▶ [The request]: Rewrite this data with every instance of "photograph" changed to "image" and nothing else altered. Leave out the pictures.
*** Data rows ***
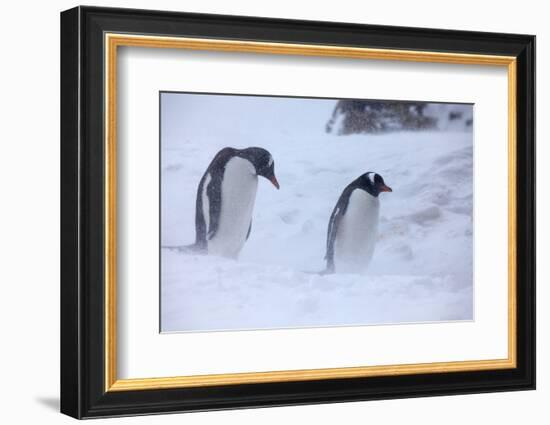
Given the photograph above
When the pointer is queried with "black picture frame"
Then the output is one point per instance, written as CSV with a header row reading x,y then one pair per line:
x,y
83,392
***
▶ [Task answer]:
Given the image above
When the pointer is queried with "black picture frame"
Then the output is one point per instance, written as CSV with a header row reading x,y then one pair per line:
x,y
83,392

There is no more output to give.